(THE PROBLEM) Edit the records below from the line with "the pink building" through the line with "top-left (385, 108), bottom-right (480, 526)", replacing "pink building" with "pink house" and keeping the rest of those lines unchanged.

(PROVIDED DATA)
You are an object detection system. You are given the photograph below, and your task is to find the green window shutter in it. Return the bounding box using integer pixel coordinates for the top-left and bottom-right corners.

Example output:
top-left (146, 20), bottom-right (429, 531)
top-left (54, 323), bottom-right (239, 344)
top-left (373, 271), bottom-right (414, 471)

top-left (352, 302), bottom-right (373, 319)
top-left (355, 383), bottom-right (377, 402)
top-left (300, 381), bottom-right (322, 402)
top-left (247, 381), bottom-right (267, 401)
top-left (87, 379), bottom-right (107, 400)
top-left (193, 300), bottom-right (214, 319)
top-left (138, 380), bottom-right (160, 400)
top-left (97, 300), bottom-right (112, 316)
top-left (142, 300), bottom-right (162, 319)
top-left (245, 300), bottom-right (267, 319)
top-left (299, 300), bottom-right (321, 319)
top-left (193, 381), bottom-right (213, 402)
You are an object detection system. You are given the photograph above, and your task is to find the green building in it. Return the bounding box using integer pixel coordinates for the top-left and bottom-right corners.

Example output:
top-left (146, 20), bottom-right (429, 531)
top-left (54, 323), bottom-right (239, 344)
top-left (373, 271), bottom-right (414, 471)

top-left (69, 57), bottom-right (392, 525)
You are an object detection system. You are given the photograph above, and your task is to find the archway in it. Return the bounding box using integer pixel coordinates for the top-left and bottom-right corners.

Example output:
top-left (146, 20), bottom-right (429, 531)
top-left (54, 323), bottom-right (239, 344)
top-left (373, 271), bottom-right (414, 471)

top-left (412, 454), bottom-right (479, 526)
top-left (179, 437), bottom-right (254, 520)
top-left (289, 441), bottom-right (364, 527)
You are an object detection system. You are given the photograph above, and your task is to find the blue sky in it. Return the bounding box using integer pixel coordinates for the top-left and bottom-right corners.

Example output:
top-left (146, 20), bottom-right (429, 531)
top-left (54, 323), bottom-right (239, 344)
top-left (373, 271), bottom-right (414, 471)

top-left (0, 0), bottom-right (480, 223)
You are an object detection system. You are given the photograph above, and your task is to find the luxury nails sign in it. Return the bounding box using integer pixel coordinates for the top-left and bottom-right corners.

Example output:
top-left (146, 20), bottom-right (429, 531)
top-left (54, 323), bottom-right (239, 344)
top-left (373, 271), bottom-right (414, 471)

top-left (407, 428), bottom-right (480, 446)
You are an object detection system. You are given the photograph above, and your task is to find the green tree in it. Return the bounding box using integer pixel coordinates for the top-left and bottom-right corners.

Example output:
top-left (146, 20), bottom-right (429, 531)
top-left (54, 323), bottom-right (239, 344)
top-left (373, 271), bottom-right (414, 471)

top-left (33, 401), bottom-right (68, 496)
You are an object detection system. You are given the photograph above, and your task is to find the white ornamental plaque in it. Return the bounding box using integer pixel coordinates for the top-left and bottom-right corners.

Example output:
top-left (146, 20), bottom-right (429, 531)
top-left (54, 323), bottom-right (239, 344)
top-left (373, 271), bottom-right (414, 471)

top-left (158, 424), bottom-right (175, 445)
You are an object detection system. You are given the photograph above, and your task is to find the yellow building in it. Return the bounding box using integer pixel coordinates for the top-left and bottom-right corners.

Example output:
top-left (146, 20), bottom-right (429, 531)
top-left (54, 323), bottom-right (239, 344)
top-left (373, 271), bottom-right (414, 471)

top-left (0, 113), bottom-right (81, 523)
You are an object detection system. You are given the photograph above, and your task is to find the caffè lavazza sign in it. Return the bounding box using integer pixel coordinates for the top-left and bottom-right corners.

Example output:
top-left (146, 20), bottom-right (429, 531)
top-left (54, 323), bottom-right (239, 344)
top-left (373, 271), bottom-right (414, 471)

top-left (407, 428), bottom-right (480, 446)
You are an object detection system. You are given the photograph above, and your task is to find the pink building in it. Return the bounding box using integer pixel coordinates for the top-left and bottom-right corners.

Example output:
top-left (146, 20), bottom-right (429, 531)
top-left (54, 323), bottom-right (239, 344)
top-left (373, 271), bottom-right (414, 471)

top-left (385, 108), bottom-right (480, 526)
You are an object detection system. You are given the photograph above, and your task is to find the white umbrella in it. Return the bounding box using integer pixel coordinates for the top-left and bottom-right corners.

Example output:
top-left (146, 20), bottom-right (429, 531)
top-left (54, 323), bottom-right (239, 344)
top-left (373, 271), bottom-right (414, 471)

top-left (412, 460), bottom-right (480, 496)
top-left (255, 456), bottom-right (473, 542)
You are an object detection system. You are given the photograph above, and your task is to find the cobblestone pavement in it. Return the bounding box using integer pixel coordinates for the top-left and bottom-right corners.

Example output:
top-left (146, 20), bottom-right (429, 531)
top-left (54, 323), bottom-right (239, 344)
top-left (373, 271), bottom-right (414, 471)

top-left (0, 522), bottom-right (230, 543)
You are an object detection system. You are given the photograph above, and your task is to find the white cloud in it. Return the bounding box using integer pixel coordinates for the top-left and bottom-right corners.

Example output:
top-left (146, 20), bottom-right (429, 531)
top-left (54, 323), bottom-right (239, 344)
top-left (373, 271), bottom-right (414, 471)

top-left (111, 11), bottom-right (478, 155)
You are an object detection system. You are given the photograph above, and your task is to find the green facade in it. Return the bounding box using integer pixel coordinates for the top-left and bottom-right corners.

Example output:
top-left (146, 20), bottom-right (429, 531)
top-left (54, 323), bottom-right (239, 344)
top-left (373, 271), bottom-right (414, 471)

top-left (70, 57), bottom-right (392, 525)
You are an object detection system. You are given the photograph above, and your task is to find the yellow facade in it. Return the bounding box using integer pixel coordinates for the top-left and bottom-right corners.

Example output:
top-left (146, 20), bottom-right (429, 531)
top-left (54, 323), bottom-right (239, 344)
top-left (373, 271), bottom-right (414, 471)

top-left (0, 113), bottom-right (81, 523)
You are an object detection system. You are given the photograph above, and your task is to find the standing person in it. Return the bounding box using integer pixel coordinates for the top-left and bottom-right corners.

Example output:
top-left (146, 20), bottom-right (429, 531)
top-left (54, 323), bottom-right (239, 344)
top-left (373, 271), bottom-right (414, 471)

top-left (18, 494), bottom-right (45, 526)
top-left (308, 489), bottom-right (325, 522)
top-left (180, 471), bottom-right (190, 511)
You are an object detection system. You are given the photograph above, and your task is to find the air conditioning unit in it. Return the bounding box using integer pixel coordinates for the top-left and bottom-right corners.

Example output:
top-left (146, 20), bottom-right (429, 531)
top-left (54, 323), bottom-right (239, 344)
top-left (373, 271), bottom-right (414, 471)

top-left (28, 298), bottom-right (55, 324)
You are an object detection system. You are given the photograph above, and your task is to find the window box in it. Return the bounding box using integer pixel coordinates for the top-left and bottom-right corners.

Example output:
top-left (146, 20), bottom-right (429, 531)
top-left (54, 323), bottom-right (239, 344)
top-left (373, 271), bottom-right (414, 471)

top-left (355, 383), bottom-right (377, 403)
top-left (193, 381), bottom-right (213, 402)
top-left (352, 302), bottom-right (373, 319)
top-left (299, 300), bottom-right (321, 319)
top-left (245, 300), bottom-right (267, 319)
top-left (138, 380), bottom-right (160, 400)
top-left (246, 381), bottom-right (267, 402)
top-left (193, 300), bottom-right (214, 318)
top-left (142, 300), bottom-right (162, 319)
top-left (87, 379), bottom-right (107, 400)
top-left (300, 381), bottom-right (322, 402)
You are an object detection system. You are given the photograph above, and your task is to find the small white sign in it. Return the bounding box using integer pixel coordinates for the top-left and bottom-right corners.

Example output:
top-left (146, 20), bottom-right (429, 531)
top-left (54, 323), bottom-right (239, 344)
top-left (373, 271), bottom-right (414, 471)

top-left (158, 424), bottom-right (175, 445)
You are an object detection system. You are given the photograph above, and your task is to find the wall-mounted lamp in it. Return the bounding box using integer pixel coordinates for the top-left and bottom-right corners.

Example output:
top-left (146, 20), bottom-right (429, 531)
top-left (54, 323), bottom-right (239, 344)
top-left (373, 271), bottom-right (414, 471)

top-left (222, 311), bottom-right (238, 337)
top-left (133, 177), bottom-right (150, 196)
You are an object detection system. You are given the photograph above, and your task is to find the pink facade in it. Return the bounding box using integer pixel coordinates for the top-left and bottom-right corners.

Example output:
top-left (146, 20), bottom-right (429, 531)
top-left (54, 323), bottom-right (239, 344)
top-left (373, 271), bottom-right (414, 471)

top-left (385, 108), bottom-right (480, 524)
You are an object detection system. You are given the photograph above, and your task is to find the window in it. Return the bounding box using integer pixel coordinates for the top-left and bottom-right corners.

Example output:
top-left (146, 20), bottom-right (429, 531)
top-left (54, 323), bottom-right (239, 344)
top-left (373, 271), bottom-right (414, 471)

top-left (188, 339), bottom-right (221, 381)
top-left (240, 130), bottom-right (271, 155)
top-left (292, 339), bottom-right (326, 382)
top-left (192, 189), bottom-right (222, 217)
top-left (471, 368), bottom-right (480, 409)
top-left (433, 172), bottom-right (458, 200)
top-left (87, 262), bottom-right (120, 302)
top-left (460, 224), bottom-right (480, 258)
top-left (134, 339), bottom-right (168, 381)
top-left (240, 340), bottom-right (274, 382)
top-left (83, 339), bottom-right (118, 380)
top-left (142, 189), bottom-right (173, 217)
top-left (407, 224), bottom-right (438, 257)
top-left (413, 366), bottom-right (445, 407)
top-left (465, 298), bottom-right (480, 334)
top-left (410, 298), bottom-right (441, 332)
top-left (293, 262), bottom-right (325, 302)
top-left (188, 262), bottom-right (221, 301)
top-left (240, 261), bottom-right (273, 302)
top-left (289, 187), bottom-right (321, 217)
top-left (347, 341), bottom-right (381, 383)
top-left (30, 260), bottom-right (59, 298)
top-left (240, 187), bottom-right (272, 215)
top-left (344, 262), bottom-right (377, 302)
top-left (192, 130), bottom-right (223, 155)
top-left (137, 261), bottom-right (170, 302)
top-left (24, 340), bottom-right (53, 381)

(THE RESULT)
You are an object detection system. You are given the photograph above, and your task is to find the pink house in it. Return the bounding box using integer pixel coordinates for the top-left and bottom-right corners.

Example output:
top-left (146, 20), bottom-right (429, 531)
top-left (54, 323), bottom-right (239, 344)
top-left (373, 271), bottom-right (414, 471)

top-left (385, 108), bottom-right (480, 526)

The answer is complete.